• What the task asks:
Locate "the ambulance in" in the listing below, then output the line holding it and every line after it, exactly and with nothing else.

• Material shown:
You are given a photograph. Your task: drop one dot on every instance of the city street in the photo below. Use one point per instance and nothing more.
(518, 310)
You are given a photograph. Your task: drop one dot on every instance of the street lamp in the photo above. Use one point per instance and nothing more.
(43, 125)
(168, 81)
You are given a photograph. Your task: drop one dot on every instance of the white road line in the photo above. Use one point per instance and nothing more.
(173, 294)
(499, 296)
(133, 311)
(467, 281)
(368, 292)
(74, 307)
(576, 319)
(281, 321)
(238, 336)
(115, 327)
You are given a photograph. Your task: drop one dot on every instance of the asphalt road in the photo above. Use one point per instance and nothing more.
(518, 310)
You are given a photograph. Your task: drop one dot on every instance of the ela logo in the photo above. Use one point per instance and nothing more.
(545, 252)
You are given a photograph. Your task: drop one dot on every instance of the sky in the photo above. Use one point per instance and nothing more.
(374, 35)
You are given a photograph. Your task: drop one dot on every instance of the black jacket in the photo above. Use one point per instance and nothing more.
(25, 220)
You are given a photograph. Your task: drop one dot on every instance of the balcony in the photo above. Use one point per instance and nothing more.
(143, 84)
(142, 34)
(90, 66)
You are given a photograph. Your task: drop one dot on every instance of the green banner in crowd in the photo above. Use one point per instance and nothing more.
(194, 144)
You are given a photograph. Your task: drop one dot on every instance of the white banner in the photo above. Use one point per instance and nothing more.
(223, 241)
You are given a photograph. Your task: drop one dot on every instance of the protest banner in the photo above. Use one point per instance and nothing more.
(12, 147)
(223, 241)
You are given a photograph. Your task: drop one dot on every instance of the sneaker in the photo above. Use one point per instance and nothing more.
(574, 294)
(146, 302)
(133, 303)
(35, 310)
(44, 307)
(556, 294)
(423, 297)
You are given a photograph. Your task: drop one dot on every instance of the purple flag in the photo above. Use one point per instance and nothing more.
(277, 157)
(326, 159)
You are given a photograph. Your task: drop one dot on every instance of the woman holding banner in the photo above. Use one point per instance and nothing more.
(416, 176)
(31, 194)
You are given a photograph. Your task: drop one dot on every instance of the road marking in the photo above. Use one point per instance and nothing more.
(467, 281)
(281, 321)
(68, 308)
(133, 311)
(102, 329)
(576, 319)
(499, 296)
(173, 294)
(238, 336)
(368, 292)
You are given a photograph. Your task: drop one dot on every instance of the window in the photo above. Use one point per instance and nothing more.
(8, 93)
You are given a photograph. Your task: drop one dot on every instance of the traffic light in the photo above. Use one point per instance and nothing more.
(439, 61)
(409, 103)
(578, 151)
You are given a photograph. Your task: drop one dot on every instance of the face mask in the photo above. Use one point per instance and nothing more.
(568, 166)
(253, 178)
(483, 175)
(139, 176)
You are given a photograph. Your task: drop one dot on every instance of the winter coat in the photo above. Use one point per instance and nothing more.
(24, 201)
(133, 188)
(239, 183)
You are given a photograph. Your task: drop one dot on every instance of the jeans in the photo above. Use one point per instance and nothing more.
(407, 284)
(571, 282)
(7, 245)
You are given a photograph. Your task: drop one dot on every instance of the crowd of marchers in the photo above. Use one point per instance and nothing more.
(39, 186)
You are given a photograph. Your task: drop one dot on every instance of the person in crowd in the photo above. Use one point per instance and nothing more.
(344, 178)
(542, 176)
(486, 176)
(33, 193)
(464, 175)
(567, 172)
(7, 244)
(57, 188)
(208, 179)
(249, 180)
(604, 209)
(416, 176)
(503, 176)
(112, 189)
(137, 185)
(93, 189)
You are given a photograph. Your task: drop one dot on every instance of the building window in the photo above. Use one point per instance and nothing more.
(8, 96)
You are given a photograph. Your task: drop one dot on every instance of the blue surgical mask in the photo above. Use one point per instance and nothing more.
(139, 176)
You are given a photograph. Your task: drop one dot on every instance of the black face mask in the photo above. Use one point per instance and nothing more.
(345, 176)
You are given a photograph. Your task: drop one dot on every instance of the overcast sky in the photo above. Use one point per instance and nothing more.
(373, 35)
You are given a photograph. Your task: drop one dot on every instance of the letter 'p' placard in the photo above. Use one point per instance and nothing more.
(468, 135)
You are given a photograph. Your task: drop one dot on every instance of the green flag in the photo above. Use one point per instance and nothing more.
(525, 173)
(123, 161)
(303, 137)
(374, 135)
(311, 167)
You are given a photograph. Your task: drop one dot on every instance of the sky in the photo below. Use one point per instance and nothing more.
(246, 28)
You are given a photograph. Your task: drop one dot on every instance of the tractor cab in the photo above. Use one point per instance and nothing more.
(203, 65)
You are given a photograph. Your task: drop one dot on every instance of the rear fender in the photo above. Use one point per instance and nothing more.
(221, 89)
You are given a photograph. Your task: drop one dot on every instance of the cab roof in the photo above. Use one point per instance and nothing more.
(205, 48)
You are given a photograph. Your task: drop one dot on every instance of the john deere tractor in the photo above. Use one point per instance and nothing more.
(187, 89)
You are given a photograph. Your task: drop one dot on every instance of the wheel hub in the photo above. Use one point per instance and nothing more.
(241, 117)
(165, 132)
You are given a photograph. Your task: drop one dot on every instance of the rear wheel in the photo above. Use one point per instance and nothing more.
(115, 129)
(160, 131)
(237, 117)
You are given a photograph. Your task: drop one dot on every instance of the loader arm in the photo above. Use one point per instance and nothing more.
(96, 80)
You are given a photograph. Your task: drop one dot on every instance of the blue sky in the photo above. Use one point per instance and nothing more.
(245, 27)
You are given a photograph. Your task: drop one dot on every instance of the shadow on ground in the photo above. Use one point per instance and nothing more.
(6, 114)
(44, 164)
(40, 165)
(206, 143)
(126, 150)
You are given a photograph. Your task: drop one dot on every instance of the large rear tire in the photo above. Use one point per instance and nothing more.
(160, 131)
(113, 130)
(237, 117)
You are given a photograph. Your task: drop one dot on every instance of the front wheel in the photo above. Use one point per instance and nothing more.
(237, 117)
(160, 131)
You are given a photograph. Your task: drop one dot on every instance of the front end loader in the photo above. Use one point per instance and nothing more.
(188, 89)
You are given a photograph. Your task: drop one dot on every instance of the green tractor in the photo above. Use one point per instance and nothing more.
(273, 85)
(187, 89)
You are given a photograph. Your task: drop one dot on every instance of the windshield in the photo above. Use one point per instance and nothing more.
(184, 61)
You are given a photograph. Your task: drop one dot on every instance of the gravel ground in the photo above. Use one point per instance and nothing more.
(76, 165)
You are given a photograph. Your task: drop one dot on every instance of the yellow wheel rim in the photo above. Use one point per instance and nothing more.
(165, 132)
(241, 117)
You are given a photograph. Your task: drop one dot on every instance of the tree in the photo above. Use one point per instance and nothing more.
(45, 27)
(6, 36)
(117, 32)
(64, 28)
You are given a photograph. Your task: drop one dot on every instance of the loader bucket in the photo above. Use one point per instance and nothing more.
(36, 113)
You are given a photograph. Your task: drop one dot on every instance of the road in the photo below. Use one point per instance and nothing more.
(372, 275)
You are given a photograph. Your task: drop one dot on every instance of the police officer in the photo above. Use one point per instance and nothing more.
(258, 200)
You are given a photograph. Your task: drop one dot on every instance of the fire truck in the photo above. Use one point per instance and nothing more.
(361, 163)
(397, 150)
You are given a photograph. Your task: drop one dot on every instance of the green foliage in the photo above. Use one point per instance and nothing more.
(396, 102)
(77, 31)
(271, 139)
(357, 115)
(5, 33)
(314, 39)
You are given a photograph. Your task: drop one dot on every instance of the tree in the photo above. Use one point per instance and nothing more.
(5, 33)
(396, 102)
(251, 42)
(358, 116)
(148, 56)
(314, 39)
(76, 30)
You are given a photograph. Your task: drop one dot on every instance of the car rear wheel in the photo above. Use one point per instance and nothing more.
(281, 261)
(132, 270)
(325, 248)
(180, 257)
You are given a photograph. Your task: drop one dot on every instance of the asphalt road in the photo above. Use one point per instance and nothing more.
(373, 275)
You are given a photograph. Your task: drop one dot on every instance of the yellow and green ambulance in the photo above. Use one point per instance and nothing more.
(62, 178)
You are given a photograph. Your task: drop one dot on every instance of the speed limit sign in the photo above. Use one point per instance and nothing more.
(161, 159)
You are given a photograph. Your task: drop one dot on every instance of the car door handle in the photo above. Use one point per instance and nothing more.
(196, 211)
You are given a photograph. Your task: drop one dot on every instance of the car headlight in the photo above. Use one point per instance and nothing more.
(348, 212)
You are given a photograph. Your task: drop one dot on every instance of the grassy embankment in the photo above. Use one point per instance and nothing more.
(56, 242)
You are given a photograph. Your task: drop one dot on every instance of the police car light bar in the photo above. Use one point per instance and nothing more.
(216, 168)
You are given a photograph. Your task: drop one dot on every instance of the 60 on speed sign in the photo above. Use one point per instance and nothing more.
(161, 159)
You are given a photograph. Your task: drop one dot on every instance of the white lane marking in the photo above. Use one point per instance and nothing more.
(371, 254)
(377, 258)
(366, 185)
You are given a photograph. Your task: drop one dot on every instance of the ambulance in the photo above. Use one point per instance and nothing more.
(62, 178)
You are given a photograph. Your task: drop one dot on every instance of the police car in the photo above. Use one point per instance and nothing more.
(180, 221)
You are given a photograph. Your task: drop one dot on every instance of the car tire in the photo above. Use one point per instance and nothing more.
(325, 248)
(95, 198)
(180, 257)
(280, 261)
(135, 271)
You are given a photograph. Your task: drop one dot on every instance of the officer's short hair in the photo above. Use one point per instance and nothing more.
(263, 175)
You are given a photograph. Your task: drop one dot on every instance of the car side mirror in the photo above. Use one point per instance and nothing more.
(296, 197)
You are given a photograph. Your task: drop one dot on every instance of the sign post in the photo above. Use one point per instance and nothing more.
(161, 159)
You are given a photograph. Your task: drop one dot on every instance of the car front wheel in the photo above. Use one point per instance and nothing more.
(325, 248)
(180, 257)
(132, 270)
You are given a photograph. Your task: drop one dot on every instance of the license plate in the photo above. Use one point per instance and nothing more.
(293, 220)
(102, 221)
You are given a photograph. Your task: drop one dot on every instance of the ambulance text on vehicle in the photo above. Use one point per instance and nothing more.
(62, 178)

• Response for this exercise:
You are given a photograph. Your task: drop one dot on every instance of the ambulance in the photo above. Use one point per instance and nothing more.
(62, 178)
You are given a photograph. Your task: drop one dot on every instance of the police car in the photo above. Use one point per instance and nothing more.
(180, 221)
You are given a photograph. Your task: drop one dot on every instance of the car tire in the photo above. Use one point per instance and nothing more.
(325, 248)
(95, 198)
(180, 257)
(280, 261)
(135, 271)
You are given a photograph. Your task: drop one dot on every instance of the officer's short hair in the photo above. Use one point per instance and nothing more.
(263, 175)
You are given a photograph. Your task: drop one dot on every instance of the car side mirror in the photo above. Use one point per instance and nothing more.
(296, 197)
You are given a photograph. Your task: drop one dot on every instance of the sign post in the photo above. Use one point per instance and nothing more.
(161, 159)
You are given a photograph. Your task: drop one dot on every instance of the car front wheel in the photo above. Use one point per instance and nothing more.
(325, 248)
(180, 257)
(132, 270)
You are given a photograph. Your task: drop one dot on every instance of the license plate in the photo above. Use one point per instance and nothing more.
(293, 220)
(102, 221)
You are given a photograph. Your task: drop one dot on every instance of the ambulance text on vehicle in the photo above. Use one point per instance and nothing more.
(62, 178)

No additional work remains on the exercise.